Do this
In the lines below, from the one containing "black pants, put" through the last line, inclusive, change "black pants" to "dark trousers". Reproduce only those lines, with everything else left as it is.

─── The records ───

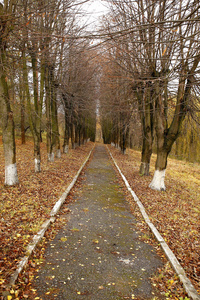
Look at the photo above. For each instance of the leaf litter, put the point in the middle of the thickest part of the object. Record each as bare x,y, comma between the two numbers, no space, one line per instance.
175,213
26,206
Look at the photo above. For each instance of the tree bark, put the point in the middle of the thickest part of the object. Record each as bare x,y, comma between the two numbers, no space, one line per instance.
11,177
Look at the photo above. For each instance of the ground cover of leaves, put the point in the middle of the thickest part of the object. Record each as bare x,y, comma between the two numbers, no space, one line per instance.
175,213
26,206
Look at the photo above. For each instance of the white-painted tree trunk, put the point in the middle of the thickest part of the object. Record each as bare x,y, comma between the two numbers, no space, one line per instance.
37,165
158,182
11,177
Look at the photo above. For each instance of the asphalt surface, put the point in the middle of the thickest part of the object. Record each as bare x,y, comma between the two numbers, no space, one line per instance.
98,254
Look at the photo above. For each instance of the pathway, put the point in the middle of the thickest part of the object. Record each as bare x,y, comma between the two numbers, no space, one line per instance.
97,255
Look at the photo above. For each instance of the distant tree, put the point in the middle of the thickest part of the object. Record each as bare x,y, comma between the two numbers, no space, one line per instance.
7,9
158,45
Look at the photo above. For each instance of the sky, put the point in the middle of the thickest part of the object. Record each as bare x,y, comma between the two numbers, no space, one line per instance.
93,11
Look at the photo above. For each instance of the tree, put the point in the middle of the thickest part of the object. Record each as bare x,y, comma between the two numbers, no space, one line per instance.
11,177
158,44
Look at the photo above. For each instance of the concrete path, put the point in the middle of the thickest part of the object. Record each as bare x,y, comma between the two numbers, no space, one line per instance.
97,255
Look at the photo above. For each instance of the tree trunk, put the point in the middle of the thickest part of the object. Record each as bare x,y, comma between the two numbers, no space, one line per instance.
34,121
11,177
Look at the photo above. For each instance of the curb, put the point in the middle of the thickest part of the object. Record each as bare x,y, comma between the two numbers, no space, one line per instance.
188,286
37,238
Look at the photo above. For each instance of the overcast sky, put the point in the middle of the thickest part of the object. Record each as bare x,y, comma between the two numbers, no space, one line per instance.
94,10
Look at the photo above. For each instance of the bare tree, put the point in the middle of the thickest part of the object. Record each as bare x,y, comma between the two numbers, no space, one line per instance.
159,43
6,11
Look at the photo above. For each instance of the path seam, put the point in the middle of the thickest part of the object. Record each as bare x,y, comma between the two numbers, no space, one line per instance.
188,286
37,238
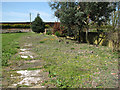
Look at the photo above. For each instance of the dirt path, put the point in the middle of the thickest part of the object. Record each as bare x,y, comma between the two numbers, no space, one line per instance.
27,72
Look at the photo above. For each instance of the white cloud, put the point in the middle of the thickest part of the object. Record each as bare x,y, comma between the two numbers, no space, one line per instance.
35,12
15,14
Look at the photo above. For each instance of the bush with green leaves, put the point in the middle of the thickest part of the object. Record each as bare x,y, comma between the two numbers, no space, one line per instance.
57,34
38,25
49,32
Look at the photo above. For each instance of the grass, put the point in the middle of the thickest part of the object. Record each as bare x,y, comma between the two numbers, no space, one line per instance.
76,65
73,65
10,46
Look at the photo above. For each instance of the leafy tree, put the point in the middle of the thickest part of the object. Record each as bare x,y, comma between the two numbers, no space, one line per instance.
77,15
38,25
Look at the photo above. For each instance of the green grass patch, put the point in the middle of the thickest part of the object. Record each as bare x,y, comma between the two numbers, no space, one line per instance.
10,45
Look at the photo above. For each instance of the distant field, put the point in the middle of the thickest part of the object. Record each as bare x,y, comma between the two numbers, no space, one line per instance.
70,65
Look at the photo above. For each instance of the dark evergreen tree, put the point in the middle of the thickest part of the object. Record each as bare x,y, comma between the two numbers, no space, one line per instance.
38,25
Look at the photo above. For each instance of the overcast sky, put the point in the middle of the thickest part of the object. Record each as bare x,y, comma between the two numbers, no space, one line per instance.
19,11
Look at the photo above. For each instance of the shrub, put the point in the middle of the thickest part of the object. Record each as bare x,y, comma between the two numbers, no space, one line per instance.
7,26
47,26
57,34
38,25
49,32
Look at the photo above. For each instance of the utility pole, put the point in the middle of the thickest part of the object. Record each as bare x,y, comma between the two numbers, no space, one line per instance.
30,23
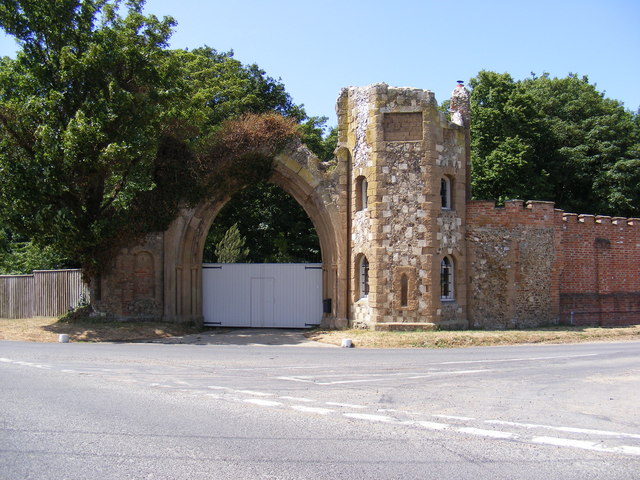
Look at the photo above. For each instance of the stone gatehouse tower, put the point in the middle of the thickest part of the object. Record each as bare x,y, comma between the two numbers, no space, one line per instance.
407,183
403,246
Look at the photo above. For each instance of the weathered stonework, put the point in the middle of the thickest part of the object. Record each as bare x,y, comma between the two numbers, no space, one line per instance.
397,195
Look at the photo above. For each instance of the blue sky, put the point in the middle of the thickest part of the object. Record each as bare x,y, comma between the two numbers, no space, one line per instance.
318,47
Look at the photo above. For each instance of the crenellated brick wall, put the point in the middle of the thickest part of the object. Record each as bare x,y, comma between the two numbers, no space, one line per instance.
533,265
600,270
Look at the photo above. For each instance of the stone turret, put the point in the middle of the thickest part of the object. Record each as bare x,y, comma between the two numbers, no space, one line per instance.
407,186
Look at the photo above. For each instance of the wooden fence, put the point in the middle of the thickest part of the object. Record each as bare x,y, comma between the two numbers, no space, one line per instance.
45,293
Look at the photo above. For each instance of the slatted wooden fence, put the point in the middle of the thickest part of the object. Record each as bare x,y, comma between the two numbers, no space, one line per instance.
45,293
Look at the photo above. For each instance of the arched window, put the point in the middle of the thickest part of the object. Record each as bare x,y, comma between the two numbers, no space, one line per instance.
445,193
363,277
446,279
404,290
361,193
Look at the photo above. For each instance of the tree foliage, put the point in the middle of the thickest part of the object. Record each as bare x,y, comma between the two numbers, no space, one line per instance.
276,227
554,139
104,132
231,248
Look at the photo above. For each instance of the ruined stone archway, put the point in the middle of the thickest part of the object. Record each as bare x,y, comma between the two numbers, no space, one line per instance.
317,190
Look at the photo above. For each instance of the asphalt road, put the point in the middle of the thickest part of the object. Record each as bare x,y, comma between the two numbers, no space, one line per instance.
150,411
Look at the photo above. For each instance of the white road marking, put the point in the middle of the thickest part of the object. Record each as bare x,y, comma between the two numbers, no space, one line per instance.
319,410
346,405
257,394
297,399
262,403
629,450
455,372
370,417
453,417
374,377
523,359
434,425
567,442
486,433
587,431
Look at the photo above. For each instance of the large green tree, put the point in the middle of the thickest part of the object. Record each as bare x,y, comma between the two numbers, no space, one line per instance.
104,132
557,139
275,227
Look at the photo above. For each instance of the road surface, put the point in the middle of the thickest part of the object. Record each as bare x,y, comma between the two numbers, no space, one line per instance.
150,411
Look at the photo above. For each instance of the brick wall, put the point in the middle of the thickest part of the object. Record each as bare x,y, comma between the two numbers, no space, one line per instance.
513,264
534,265
600,270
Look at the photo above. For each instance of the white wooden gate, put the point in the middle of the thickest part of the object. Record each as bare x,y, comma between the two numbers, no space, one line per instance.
271,295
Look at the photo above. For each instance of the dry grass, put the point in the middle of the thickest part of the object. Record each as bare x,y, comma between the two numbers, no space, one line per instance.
47,330
475,338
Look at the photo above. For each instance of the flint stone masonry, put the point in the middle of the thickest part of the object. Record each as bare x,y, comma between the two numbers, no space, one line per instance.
521,265
402,127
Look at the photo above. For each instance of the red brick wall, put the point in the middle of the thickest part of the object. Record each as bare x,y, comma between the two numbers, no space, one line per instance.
594,266
600,276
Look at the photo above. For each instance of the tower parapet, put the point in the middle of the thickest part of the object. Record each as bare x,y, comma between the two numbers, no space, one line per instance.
407,183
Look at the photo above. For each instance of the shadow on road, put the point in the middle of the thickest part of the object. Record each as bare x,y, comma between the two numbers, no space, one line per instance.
245,336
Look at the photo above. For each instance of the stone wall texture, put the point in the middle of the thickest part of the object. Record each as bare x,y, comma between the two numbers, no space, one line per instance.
532,265
398,195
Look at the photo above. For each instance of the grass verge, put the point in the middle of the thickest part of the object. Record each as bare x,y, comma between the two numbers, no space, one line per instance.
475,338
41,329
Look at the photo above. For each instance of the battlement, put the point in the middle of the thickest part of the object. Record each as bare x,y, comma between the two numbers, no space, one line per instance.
604,220
514,212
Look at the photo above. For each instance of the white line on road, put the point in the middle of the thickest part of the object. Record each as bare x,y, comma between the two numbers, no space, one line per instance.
453,417
262,403
296,399
434,425
368,416
319,410
523,359
487,433
566,429
375,377
254,393
346,405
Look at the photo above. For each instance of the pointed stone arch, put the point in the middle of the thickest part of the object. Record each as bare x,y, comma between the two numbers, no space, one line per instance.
318,190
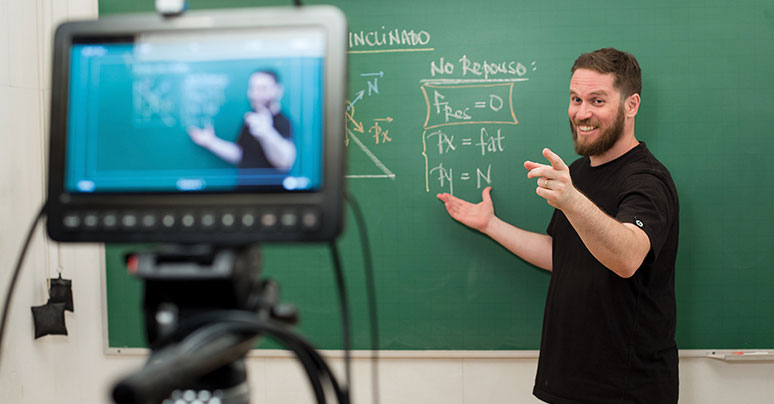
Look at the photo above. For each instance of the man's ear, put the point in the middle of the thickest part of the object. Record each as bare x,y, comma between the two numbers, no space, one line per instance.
632,105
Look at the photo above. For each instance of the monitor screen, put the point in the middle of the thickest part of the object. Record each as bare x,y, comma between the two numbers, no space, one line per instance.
208,115
174,112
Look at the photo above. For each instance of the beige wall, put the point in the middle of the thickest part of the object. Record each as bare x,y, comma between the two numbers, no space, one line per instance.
75,369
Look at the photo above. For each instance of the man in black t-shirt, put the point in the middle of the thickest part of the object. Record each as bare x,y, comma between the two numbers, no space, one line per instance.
265,139
609,321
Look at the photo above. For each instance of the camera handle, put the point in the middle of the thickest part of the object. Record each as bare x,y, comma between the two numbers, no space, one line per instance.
189,291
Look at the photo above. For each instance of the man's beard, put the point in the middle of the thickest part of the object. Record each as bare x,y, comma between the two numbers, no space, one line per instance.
606,140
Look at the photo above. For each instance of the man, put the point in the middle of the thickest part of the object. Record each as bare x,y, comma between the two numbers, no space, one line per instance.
265,139
609,321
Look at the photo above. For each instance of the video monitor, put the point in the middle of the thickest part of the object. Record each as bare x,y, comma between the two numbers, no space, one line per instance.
215,127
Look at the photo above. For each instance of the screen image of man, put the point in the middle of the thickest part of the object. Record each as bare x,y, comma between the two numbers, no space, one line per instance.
265,140
610,316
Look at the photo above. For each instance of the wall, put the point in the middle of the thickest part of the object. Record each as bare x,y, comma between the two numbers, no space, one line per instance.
75,369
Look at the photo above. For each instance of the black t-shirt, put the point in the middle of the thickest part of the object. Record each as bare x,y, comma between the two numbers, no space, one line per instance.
607,339
253,155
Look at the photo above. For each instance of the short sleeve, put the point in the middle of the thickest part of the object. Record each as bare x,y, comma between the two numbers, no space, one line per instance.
646,201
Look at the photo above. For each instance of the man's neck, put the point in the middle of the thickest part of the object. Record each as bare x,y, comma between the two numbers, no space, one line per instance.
621,147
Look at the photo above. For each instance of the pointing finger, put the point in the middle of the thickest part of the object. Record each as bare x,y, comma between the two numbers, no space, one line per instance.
530,165
556,161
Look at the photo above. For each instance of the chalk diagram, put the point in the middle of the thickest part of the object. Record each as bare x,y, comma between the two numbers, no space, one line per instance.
159,102
378,132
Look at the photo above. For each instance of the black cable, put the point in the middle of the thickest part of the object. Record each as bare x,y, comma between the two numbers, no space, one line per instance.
239,321
203,336
15,277
237,326
371,292
346,329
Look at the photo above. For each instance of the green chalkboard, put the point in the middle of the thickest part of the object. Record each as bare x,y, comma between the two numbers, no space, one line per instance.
417,68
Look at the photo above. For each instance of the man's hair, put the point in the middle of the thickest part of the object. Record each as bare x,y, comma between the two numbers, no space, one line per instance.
269,72
628,77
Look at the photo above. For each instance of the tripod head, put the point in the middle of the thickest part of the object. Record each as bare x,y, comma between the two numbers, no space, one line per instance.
195,298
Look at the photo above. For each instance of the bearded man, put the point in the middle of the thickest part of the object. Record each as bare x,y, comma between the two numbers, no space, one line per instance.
610,316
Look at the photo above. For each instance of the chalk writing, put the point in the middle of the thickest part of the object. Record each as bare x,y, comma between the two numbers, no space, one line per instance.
463,92
468,104
396,39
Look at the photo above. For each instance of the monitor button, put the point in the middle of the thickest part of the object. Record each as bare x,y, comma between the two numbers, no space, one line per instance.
91,221
228,221
310,220
269,220
208,220
168,221
149,221
248,219
129,220
71,221
188,221
289,220
110,221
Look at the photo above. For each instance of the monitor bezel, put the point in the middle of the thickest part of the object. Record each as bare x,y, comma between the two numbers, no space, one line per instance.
327,200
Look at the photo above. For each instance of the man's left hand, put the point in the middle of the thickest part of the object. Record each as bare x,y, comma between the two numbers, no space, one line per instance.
554,182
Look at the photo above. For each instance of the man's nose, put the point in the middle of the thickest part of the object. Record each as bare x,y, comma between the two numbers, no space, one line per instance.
583,112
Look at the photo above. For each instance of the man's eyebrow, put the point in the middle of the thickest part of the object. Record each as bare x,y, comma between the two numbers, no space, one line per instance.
593,93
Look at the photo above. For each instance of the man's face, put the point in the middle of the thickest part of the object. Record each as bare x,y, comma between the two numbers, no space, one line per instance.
262,90
596,112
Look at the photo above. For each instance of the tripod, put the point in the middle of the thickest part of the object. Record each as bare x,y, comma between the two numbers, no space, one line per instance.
205,307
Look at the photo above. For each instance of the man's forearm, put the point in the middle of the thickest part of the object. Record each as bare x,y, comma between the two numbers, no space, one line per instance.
534,248
619,247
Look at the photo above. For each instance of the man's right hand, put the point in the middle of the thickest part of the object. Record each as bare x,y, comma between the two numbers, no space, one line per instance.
476,216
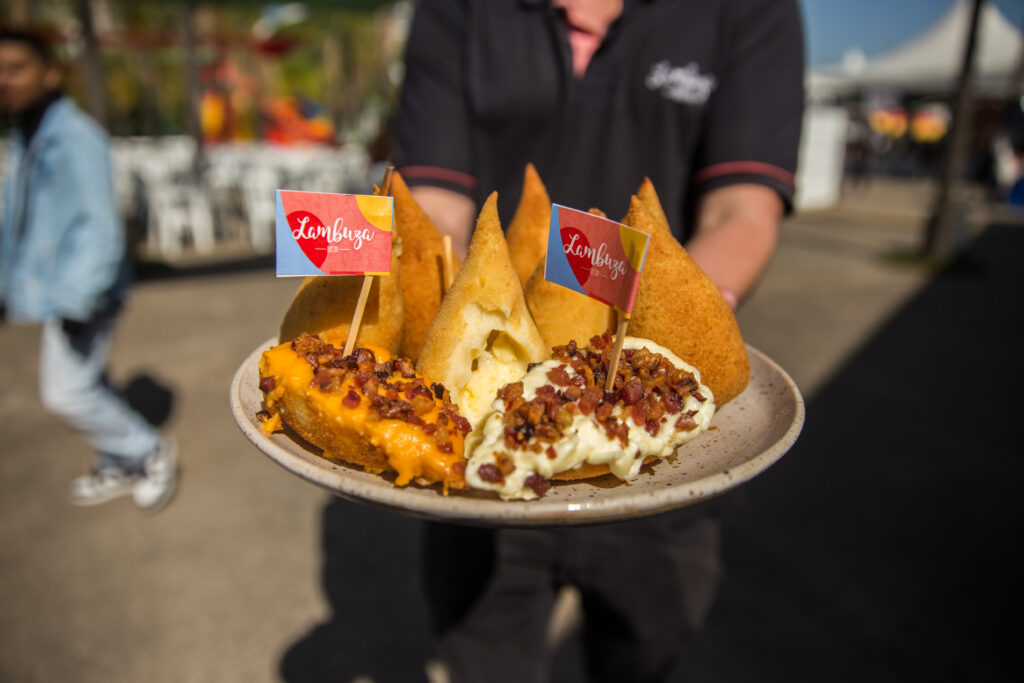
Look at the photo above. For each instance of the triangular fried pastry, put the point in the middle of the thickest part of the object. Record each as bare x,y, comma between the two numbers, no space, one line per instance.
678,306
422,267
527,235
324,305
483,336
648,196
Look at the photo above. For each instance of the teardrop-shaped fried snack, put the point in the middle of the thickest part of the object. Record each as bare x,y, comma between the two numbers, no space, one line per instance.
483,336
324,305
562,314
422,267
678,306
648,196
527,236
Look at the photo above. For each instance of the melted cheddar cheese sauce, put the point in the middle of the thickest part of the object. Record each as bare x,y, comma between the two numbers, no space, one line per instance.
410,451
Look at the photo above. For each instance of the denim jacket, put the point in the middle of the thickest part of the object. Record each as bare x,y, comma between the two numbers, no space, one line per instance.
62,250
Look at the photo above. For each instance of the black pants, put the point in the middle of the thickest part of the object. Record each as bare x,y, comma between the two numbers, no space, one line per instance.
645,585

───

Right answer
Look at the photo above. For each instance of the dark trousers, put the point in the middle of the thickest part of the object. Record each as bare x,y, comma between the two numbers, no space, one line per instance.
645,585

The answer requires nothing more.